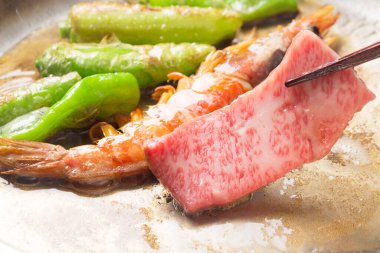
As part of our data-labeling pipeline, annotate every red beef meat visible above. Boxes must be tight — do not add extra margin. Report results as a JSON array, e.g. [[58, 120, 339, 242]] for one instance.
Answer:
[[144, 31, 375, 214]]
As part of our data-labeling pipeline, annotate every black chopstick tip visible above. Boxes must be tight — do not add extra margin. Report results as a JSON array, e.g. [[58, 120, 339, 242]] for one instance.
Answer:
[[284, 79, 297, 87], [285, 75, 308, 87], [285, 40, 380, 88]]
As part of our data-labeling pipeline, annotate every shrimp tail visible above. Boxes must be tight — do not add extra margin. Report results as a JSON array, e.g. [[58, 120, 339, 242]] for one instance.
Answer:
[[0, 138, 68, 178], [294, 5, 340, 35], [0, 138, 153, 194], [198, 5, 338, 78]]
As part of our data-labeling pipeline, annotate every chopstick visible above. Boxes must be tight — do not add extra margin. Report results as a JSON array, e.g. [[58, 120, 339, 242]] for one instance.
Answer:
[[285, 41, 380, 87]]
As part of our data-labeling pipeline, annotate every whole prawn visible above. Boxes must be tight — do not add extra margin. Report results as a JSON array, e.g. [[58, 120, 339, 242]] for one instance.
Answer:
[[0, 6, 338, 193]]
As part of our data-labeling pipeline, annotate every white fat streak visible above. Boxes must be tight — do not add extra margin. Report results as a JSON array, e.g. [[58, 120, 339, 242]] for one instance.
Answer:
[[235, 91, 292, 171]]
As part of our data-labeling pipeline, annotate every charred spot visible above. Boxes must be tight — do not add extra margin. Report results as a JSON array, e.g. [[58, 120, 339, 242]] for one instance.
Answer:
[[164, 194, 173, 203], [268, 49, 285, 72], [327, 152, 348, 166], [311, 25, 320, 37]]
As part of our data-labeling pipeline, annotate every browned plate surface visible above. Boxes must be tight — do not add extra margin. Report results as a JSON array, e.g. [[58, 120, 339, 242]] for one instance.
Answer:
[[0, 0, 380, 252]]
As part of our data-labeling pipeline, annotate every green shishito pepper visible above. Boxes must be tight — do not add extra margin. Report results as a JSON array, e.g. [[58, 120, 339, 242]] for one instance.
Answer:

THE PROBLEM:
Output only the lines from the one with "As part of our data-labeling pipeline, annotate every green" through the last line of the entries above; please keep them exact.

RESULT OF THIS EXERCISE:
As part of our data-labeling pipeline, annotate every green shishito pepper visible above. Boxes must be tight — do not add extra margin. Report results as a JSON array, e.g. [[58, 120, 339, 242]] for one instance.
Answer:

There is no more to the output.